(Stored entries)
--

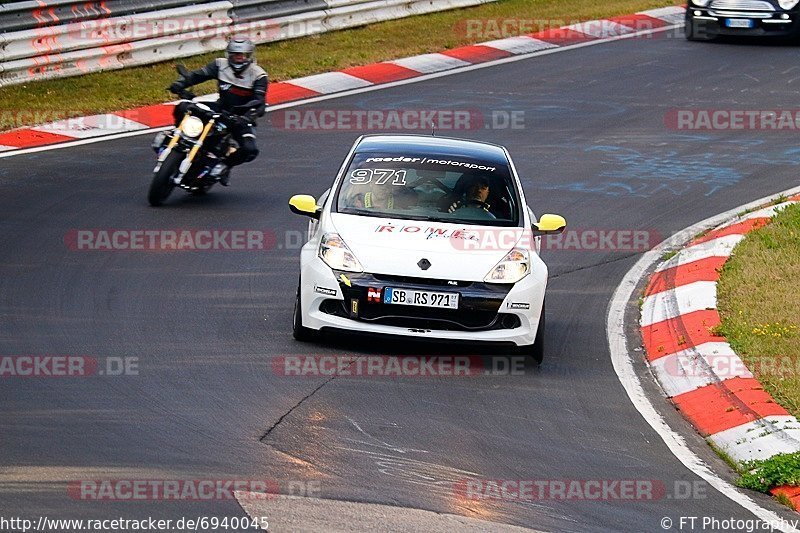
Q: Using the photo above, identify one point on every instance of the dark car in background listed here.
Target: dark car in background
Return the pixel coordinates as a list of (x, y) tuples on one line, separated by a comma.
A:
[(707, 19)]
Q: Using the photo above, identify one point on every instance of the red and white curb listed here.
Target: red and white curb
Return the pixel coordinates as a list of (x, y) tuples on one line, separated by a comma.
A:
[(697, 369), (157, 116)]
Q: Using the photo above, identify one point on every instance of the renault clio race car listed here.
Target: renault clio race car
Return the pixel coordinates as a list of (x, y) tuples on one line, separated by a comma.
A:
[(706, 19), (424, 237)]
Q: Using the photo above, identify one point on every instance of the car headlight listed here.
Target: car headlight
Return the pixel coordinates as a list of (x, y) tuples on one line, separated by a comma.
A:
[(512, 268), (192, 127), (335, 253)]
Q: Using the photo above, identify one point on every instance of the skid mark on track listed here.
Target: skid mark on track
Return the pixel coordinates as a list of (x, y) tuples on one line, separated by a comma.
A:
[(374, 441), (298, 404)]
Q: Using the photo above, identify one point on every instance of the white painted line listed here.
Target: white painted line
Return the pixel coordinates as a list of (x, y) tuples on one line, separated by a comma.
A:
[(622, 361), (600, 29), (352, 92), (429, 63), (330, 82), (519, 45), (720, 247), (697, 367), (91, 126), (672, 15), (679, 301), (760, 439)]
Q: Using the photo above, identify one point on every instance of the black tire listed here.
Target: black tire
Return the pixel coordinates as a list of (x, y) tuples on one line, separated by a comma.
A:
[(162, 184), (300, 332), (691, 33), (202, 191), (536, 350)]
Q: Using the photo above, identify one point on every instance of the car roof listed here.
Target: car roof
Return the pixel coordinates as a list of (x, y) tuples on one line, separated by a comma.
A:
[(429, 145)]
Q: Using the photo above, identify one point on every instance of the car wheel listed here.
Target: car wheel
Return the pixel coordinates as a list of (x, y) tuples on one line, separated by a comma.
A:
[(536, 350), (300, 332)]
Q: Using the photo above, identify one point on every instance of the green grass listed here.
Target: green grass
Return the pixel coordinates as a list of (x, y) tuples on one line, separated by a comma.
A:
[(124, 89), (759, 304), (777, 471)]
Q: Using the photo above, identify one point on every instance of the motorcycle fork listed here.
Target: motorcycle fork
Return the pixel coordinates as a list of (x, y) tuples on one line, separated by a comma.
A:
[(173, 141), (186, 163)]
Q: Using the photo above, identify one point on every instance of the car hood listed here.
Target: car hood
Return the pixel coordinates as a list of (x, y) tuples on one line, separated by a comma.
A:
[(454, 251)]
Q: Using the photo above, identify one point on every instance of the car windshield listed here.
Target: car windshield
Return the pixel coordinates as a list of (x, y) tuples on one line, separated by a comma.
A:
[(442, 189)]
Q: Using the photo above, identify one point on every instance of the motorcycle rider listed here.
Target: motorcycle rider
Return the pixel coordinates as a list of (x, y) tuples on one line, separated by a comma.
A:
[(242, 88)]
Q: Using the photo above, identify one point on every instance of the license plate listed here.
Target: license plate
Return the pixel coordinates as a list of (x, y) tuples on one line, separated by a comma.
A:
[(739, 23), (446, 300)]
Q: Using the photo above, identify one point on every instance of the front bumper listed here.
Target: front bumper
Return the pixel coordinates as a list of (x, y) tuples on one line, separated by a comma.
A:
[(493, 313), (712, 22)]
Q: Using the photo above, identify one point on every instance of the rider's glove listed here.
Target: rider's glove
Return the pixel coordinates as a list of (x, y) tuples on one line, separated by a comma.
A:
[(251, 115)]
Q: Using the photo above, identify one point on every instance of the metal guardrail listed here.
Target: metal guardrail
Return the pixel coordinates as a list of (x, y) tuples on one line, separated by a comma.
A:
[(70, 38)]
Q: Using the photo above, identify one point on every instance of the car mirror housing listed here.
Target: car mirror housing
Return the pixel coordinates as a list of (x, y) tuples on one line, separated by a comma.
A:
[(304, 204), (549, 224)]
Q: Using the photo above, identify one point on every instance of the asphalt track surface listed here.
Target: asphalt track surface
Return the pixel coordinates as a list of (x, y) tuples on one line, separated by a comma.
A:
[(206, 325)]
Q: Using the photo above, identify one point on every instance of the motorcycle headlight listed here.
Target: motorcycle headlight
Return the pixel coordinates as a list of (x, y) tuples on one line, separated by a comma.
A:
[(335, 253), (192, 127), (512, 268)]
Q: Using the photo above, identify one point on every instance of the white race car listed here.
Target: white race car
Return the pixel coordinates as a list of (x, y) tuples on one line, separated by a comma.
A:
[(424, 237)]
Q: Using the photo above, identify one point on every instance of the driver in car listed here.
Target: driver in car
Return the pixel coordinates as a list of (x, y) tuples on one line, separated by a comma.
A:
[(476, 196)]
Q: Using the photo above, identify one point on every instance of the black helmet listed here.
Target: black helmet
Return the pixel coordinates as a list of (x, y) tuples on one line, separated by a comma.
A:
[(240, 45)]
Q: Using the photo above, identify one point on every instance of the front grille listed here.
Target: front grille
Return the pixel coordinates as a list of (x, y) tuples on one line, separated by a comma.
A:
[(744, 5), (425, 318), (422, 281)]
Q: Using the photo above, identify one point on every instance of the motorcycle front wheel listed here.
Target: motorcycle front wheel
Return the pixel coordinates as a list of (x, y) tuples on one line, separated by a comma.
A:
[(162, 183)]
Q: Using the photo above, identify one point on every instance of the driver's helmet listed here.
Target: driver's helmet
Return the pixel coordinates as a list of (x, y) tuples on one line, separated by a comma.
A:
[(240, 52)]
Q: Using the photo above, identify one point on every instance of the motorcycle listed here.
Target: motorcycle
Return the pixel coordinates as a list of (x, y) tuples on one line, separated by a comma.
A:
[(187, 154)]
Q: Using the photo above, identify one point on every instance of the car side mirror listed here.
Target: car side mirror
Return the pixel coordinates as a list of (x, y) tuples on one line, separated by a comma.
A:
[(549, 225), (304, 204)]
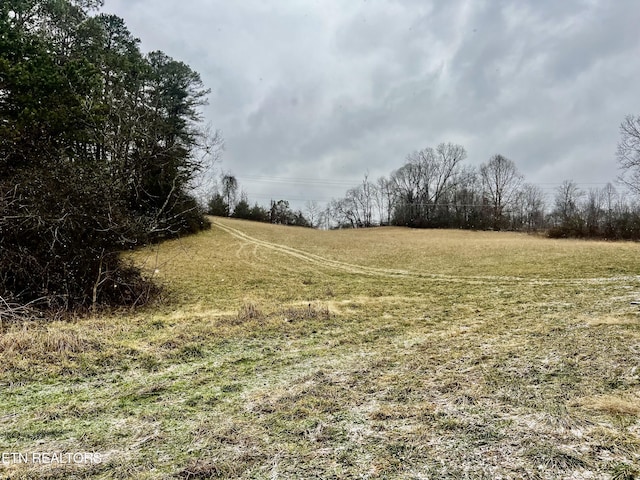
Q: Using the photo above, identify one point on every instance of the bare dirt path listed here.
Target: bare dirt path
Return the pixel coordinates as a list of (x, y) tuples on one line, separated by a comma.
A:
[(331, 264)]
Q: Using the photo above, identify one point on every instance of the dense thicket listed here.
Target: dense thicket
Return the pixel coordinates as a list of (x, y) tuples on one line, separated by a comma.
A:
[(98, 147)]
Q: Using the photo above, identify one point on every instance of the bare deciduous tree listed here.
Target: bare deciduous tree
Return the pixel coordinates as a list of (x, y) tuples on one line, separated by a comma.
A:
[(501, 181), (629, 152)]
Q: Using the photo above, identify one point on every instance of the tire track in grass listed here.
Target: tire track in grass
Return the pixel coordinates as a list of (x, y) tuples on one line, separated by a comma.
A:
[(400, 273)]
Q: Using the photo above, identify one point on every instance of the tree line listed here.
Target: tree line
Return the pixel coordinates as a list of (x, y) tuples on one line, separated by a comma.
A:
[(224, 201), (99, 146), (435, 189)]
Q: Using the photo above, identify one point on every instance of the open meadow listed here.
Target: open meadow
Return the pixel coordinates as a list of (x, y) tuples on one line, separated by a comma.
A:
[(281, 352)]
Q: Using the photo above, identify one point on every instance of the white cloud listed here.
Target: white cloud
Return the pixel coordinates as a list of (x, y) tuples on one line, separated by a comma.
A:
[(335, 88)]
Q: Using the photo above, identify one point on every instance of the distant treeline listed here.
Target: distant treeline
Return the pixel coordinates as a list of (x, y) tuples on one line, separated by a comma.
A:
[(434, 189)]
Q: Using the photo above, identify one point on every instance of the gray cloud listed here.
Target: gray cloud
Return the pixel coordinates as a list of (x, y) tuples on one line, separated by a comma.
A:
[(332, 89)]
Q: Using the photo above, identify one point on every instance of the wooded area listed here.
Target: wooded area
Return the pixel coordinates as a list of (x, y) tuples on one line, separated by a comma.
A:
[(98, 146)]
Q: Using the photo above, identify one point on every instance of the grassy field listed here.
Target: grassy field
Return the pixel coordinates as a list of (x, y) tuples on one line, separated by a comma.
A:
[(282, 352)]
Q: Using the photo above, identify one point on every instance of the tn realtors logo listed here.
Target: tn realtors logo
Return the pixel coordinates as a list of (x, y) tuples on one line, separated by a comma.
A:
[(50, 458)]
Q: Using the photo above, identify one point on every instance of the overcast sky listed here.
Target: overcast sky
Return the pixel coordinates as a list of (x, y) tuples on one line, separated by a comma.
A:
[(312, 94)]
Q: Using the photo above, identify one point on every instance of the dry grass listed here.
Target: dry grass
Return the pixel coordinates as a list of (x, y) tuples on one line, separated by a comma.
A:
[(387, 353)]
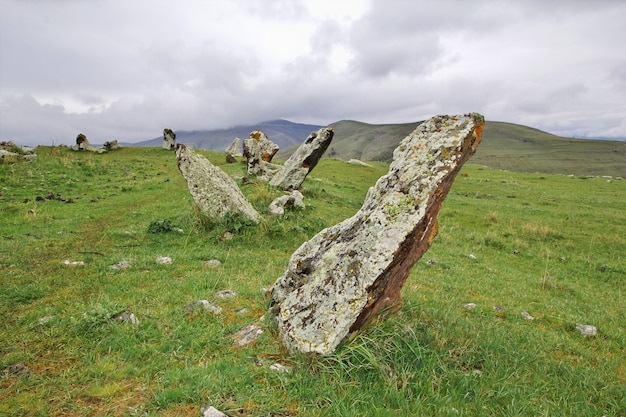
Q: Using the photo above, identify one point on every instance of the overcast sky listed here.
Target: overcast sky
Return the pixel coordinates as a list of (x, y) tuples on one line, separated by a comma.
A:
[(125, 69)]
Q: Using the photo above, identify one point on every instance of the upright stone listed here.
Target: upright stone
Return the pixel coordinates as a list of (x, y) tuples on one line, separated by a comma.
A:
[(298, 166), (169, 139), (213, 191), (338, 280), (235, 148)]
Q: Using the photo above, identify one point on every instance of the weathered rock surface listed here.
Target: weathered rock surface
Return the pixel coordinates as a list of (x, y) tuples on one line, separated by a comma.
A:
[(235, 148), (289, 202), (169, 139), (338, 280), (213, 191), (298, 166), (259, 151)]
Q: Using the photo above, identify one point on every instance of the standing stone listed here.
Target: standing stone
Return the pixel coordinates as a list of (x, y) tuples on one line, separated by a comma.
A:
[(214, 192), (338, 280), (298, 166), (235, 148), (258, 151), (169, 139)]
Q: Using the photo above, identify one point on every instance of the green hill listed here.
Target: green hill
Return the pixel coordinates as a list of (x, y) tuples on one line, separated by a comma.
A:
[(505, 146)]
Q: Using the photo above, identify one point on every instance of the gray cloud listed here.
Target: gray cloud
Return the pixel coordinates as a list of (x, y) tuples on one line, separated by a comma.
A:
[(124, 70)]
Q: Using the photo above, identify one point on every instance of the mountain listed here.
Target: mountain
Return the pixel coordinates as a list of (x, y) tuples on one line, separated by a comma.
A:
[(282, 132)]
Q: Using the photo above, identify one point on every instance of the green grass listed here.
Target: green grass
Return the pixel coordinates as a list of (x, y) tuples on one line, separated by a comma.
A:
[(549, 245)]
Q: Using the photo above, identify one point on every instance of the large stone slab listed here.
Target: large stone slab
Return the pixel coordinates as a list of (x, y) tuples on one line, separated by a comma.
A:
[(213, 191), (338, 280), (301, 162)]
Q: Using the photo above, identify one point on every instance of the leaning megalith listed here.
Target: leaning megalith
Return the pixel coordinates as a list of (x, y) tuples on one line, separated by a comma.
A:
[(338, 280), (213, 191), (169, 139), (298, 166)]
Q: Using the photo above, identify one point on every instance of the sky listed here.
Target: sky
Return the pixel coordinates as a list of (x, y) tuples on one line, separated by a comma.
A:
[(126, 69)]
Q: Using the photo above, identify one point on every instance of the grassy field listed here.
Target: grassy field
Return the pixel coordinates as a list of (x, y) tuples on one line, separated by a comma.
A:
[(551, 246)]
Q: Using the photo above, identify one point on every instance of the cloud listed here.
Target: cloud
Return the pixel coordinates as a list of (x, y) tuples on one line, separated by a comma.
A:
[(125, 70)]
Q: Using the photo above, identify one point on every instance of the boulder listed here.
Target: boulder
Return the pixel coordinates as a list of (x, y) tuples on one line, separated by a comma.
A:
[(235, 148), (258, 152), (301, 162), (169, 139), (213, 191), (337, 281), (111, 145)]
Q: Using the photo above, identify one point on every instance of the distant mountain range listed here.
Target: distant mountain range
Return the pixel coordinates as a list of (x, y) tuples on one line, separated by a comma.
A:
[(504, 145)]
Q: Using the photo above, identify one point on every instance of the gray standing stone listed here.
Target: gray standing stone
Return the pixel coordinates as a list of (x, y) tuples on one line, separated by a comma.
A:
[(169, 139), (338, 280), (259, 151), (298, 166), (235, 148), (212, 189)]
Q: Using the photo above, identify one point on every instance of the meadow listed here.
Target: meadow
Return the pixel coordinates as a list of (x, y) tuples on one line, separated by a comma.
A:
[(548, 245)]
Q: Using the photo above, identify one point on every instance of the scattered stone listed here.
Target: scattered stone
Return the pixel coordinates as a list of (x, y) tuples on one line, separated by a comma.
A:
[(209, 411), (126, 316), (247, 335), (163, 260), (213, 191), (258, 151), (278, 206), (337, 281), (213, 263), (587, 330), (226, 294), (169, 139), (111, 145), (17, 369), (235, 148), (280, 367), (123, 264), (303, 160), (207, 306), (357, 162)]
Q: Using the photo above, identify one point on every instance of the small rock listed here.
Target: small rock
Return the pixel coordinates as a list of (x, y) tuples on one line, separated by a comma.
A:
[(208, 306), (163, 260), (226, 294), (210, 411), (127, 317), (213, 263), (587, 329), (279, 367), (17, 369), (247, 335)]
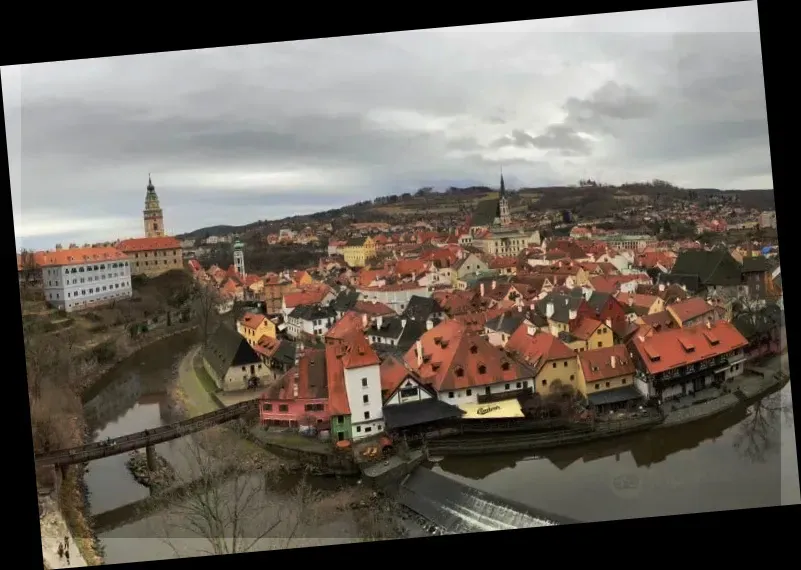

--

» **Problem**: Determine how many lines in the entries above hold the string "deciduous", then report that number and nothing further.

» **Expected answer**: 2